TRECHO PARA LEITURA -

§ §

Mas existem os outros dias, aqueles nos quais o sangue circula pelo corpo todo, não apenas pelo olho. Neles, vive-se "a trégua", como tão lindamente escreveu Mario Benedetti ("A Trégua", 1960). A fresta pela qual a vida é vivida como bem maior de todos —apenas porque respiramos, sentimos o sol na pele, rimos ou trepamos— não dá tanto ibope.
É o "tempo da delicadeza", como dizem Cristóvão Bastos e Chico Buarque, pois não trata das grandes paixões da existência, que podem ser tão traumáticas como qualquer dor. São os momentos preciosos no meio do caos, nos quais a intimidade, a paz e a introspecção imperam. Momentos ignorados em nossa cultura do excesso e da velocidade, porque eles não arregimentam hordas enfurecidas.

§ §

(Itens de anotação de regiões)
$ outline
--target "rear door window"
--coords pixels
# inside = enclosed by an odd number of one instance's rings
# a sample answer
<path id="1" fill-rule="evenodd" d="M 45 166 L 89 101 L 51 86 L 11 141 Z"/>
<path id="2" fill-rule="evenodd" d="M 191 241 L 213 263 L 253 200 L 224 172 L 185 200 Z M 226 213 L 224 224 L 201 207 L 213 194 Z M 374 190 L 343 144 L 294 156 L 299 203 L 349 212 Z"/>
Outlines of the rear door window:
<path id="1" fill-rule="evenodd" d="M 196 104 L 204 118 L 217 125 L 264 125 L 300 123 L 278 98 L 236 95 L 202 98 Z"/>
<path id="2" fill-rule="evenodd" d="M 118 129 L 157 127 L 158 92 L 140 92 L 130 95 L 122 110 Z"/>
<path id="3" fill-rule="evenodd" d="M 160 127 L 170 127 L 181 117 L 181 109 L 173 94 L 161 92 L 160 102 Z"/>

§ §

TAREFAS PROPOSTAS -
1. No trecho sobre a trégua, a quem se atribui a expressão "tempo da delicadeza"?
2. Liste tudo o que, segundo o trecho sobre a trégua, impera nos momentos preciosos no meio do caos.
3. Continue o trecho sobre a trégua a partir da última frase.
As linhas não têm nenhuma relação com o trecho sobre a trégua.

RESPOSTAS POR TAREFA -
1. A Cristóvão Bastos e Chico Buarque.

2. A intimidade, a paz e a introspecção.

3.
Isso é a incitação da internet, que as big techs, os políticos e os empresários se recusam a tolher. Buscam, ao contrário, se certificar de que os afetos estejam a serviço da organização de tropas que se alinham diante de uma paixão comum e avassaladora, como Vladimir Safatle explorou em "O Circuito dos Afetos: corpos políticos, desamparo e o fim do indivíduo" (2016).
Lacan descreve as três paixões humanas como sendo o amor, o ódio e a ignorância. O amor, enquanto paixão, coloca algo ou alguém numa posição ideal, a qual faz-se de tudo para estar à altura, uma vez que nos sentimos inferiorizados diante do objeto ideal. O ódio compartilhado faz a grande cola dos grupos, pois desloca para a figura do desafeto comum toda a virulência. Esse jogo permite manter a ilusão de que o grupo é coeso e feliz. Basta a derrocada do elemento comum —amado ou odiado— para que os irmãozinhos comecem a se matar pelo espólio afetivo. Não queremos saber nada sobre os fundamentos das nossas paixões amorosas nem das odiosas. Daí a paixão pela ignorância nos manter aprisionados nas duas anteriores.
Amor, ódio e ignorância fazem parte dos fundamentos de todas as relações humanas, mas podem ser vividos de formas muito distintas, mais ou menos destrutivas.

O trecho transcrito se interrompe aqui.